- [Selected text]

■ ■ ■

One of Josephine's self-imposed denials -- for she has an abiding love of solitude -- is forced communal living. When unexpectedly she's given the charge of a young niece, she receives separate quarters -- gaining both the privacy she relishes and a new receptivity to emotional attachment. And Jesus visits her.
Jesus is a light, a Presence, a glorifying, fulfilling warmth that makes Josephine want to faint, and makes the Church want to sniff out the work of Satan. To cure Josephine of ecstatic visions, the church inspector assigns her a new father confessor, Father Lucian, who gives her regular essay and discussion assignments -- a practice well-known to eradicate any creative or imaginative impulse. It succeeds. The more Josephine analyzes her raptures, the less frequent they become. Finally, "Jesus smiled reproachfully at Josephine and disappeared."
The loss of Jesus in her life does leave a void; however, handsome Father Lucian provides Josephine a new means to experience exaltation. She and niece Isabel, now 15, take a hiatus from convent life.
Girls aged 12 to 15 feature prominently in this work. Aware or unaware of their own budding sexuality, they complicate family lives -- particularly their fathers' -- and catalyze action. Saint Barbara, aged 12 at her mother's death and now a nubile 15, becomes a disturbing presence. Provided with wealth but sheltered from the world, Barbara catches the eye of the household's gardeners, workmen and (in a scene reminiscent of the Old Testament) her own father as she bathes. Her father's subsequent effort to eradicate temptation precipitates an entertaining miracle that speaks to the power of women.

■ ■ ■

- [Extracted records]
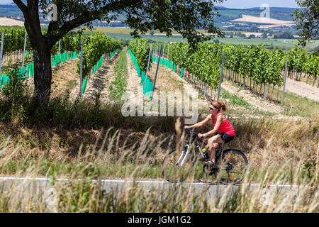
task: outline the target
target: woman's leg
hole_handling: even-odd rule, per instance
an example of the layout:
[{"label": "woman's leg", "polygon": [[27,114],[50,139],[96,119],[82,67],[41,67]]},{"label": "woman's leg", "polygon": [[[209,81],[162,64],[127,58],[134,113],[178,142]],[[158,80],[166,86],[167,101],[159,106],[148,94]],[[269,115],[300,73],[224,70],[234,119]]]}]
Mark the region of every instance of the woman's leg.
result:
[{"label": "woman's leg", "polygon": [[225,143],[221,138],[220,135],[216,135],[208,139],[208,150],[211,153],[211,160],[215,163],[215,158],[216,155],[216,148],[220,143]]}]

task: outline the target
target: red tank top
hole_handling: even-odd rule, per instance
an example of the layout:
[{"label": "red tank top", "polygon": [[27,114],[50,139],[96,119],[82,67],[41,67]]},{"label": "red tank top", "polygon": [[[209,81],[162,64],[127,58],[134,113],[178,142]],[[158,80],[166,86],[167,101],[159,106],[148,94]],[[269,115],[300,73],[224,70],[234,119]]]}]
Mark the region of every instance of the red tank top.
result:
[{"label": "red tank top", "polygon": [[[220,113],[218,112],[216,115],[216,118],[215,121],[217,121],[217,116]],[[213,126],[215,127],[214,121],[213,121],[213,114],[211,115],[211,121],[213,122]],[[235,136],[235,129],[234,127],[229,123],[228,120],[226,118],[226,121],[223,122],[219,126],[219,134],[222,133],[226,133],[229,135]]]}]

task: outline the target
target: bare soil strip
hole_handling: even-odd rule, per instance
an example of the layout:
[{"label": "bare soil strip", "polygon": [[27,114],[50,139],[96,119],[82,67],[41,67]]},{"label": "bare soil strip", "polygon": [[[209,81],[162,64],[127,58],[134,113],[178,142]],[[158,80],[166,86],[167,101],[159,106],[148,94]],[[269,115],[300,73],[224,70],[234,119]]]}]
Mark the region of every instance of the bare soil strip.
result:
[{"label": "bare soil strip", "polygon": [[[82,94],[84,100],[94,101],[96,96],[100,94],[100,100],[104,103],[109,103],[109,92],[106,89],[114,79],[115,62],[118,59],[119,54],[116,53],[112,59],[104,62],[96,74],[91,75],[87,82],[85,93]],[[79,93],[79,80],[78,79],[76,87],[71,92],[71,97],[75,98]]]},{"label": "bare soil strip", "polygon": [[305,82],[287,78],[286,81],[286,91],[319,101],[319,89],[317,88],[316,84],[313,87]]},{"label": "bare soil strip", "polygon": [[126,87],[127,92],[130,92],[135,94],[139,92],[143,92],[142,85],[140,84],[140,77],[138,77],[138,72],[136,72],[132,59],[130,54],[126,52],[126,61],[128,72],[128,86]]}]

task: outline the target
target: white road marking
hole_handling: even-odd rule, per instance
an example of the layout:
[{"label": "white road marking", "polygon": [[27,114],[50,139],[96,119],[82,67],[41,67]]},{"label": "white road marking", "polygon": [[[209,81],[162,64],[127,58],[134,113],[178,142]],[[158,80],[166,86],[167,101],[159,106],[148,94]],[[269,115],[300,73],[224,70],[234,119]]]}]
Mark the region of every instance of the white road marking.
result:
[{"label": "white road marking", "polygon": [[[51,178],[45,178],[45,177],[0,177],[0,180],[8,180],[8,179],[21,179],[21,180],[44,180],[44,181],[50,181],[51,179]],[[71,181],[71,180],[74,180],[74,181],[83,181],[85,179],[67,179],[67,178],[57,178],[55,179],[55,180],[57,181]],[[93,182],[122,182],[122,183],[125,183],[125,182],[138,182],[138,183],[155,183],[155,184],[168,184],[169,183],[169,182],[167,181],[156,181],[156,180],[131,180],[131,179],[101,179],[101,180],[96,180],[96,179],[91,179],[90,180]],[[172,183],[173,184],[173,183]],[[182,182],[182,184],[203,184],[203,185],[208,185],[210,184],[213,184],[213,183],[207,183],[207,182]],[[212,185],[225,185],[227,186],[225,184],[212,184]],[[261,186],[262,184],[235,184],[235,186]],[[303,186],[303,185],[290,185],[290,184],[264,184],[264,187],[308,187],[308,186]]]}]

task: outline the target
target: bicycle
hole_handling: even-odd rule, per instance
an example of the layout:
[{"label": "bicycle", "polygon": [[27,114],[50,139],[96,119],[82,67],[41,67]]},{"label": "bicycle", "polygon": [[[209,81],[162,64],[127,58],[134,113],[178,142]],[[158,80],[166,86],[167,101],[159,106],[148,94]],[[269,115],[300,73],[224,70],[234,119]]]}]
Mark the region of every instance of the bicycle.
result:
[{"label": "bicycle", "polygon": [[[185,129],[191,137],[191,143],[186,143],[184,147],[176,152],[176,149],[169,151],[162,163],[162,174],[169,182],[182,182],[194,170],[195,163],[210,160],[209,152],[201,149],[199,143],[207,145],[198,137],[198,133],[190,129]],[[191,146],[195,145],[195,149]],[[196,156],[195,151],[198,151]],[[216,148],[216,165],[212,167],[204,164],[203,172],[209,176],[214,175],[218,182],[223,184],[237,184],[242,180],[248,167],[248,160],[244,153],[246,151],[235,148],[223,150],[221,144]],[[197,158],[196,158],[197,157]]]}]

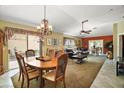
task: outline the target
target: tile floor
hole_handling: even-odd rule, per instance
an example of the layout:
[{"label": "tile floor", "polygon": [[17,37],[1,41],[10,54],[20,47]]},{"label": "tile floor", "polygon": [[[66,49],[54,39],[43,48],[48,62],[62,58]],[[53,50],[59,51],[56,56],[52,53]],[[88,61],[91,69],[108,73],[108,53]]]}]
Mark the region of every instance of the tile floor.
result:
[{"label": "tile floor", "polygon": [[[115,61],[106,60],[91,88],[122,88],[124,87],[124,76],[116,76]],[[13,69],[0,76],[0,88],[13,88],[11,76],[19,70]]]}]

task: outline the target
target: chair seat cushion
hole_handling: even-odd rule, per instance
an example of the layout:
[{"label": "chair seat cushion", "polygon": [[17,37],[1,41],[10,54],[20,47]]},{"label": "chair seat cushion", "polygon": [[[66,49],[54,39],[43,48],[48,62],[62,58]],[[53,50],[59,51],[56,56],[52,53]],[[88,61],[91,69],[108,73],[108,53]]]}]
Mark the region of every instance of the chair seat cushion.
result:
[{"label": "chair seat cushion", "polygon": [[51,72],[47,72],[46,74],[44,74],[43,78],[50,81],[55,81],[55,74],[56,74],[56,71],[52,70]]},{"label": "chair seat cushion", "polygon": [[39,77],[39,71],[32,71],[28,73],[29,79],[34,79],[36,77]]}]

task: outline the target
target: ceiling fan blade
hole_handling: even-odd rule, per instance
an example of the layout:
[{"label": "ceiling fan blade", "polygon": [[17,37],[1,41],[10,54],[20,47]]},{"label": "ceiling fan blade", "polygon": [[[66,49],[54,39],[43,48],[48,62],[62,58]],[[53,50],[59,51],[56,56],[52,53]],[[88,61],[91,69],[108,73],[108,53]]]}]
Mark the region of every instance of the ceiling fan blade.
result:
[{"label": "ceiling fan blade", "polygon": [[84,21],[82,21],[82,23],[85,23],[85,22],[88,22],[88,20],[84,20]]},{"label": "ceiling fan blade", "polygon": [[87,30],[86,32],[92,32],[92,30]]}]

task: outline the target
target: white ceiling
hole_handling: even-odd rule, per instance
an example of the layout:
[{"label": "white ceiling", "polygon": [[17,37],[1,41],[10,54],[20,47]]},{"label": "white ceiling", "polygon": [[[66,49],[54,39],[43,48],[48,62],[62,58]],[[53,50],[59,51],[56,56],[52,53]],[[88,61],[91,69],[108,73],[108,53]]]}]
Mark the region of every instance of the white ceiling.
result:
[{"label": "white ceiling", "polygon": [[[112,25],[124,20],[123,5],[47,5],[47,19],[54,31],[79,37],[112,35]],[[40,5],[1,5],[0,19],[36,27],[43,19],[43,6]],[[80,35],[81,22],[91,34]],[[96,28],[96,29],[94,29]]]}]

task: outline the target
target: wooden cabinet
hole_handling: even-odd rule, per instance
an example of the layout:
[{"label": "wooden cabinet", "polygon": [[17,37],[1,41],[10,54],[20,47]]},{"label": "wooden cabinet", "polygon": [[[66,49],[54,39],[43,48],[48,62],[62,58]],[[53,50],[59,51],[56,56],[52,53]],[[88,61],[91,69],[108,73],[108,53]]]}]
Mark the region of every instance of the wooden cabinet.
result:
[{"label": "wooden cabinet", "polygon": [[3,32],[0,30],[0,74],[3,73]]}]

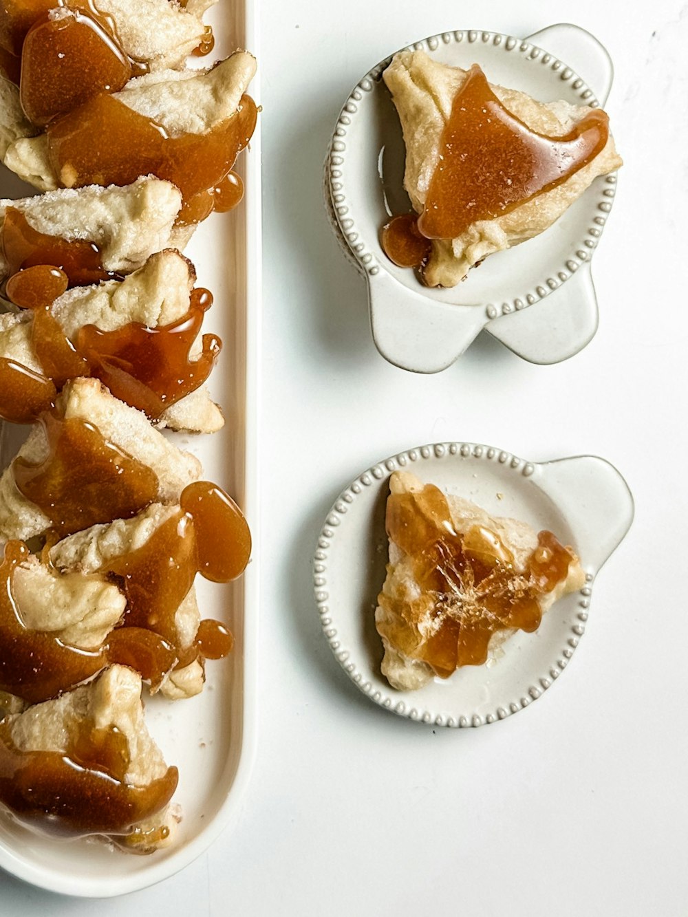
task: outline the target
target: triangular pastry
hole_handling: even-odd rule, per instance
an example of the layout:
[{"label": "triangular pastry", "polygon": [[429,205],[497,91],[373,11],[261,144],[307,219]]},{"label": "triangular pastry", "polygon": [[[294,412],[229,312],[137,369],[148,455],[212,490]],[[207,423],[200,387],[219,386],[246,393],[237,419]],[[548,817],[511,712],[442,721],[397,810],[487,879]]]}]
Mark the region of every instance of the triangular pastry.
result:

■ ■ ■

- [Directions]
Copy out the whole passage above about Josephine, Father Lucian and Saint Barbara word for word.

- [Result below]
One of Josephine's self-imposed denials -- for she has an abiding love of solitude -- is forced communal living. When unexpectedly she's given the charge of a young niece, she receives separate quarters -- gaining both the privacy she relishes and a new receptivity to emotional attachment. And Jesus visits her.
Jesus is a light, a Presence, a glorifying, fulfilling warmth that makes Josephine want to faint, and makes the Church want to sniff out the work of Satan. To cure Josephine of ecstatic visions, the church inspector assigns her a new father confessor, Father Lucian, who gives her regular essay and discussion assignments -- a practice well-known to eradicate any creative or imaginative impulse. It succeeds. The more Josephine analyzes her raptures, the less frequent they become. Finally, "Jesus smiled reproachfully at Josephine and disappeared."
The loss of Jesus in her life does leave a void; however, handsome Father Lucian provides Josephine a new means to experience exaltation. She and niece Isabel, now 15, take a hiatus from convent life.
Girls aged 12 to 15 feature prominently in this work. Aware or unaware of their own budding sexuality, they complicate family lives -- particularly their fathers' -- and catalyze action. Saint Barbara, aged 12 at her mother's death and now a nubile 15, becomes a disturbing presence. Provided with wealth but sheltered from the world, Barbara catches the eye of the household's gardeners, workmen and (in a scene reminiscent of the Old Testament) her own father as she bathes. Her father's subsequent effort to eradicate temptation precipitates an entertaining miracle that speaks to the power of women.